> _Items listed in a dataset_
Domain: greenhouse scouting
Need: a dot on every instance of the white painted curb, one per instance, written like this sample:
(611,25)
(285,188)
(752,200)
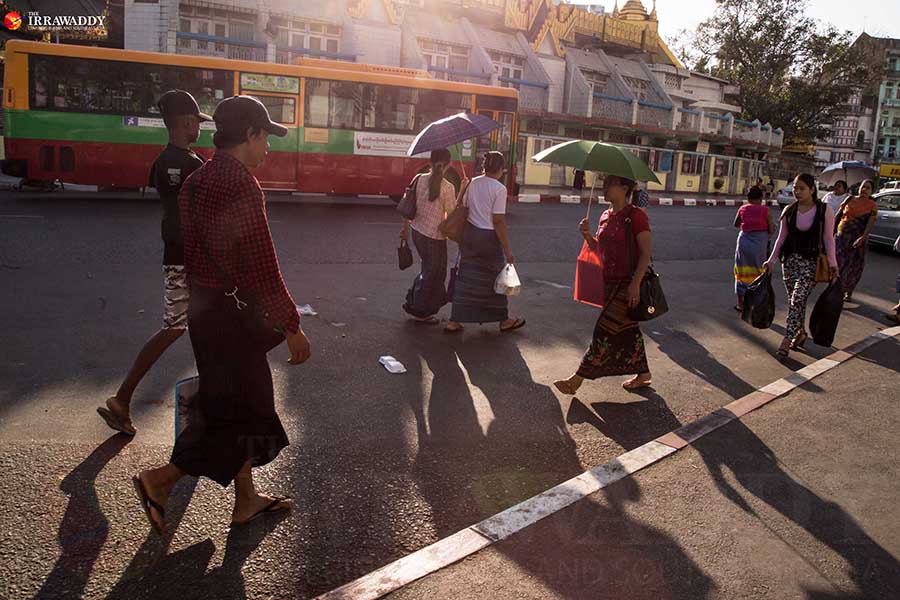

> _GOAL_
Pick out every line of the material above that contains the word "white", and copy each one.

> _TASK ANSWER_
Need: a dot on every instance of the white painted curb, one per instance, written like this sample:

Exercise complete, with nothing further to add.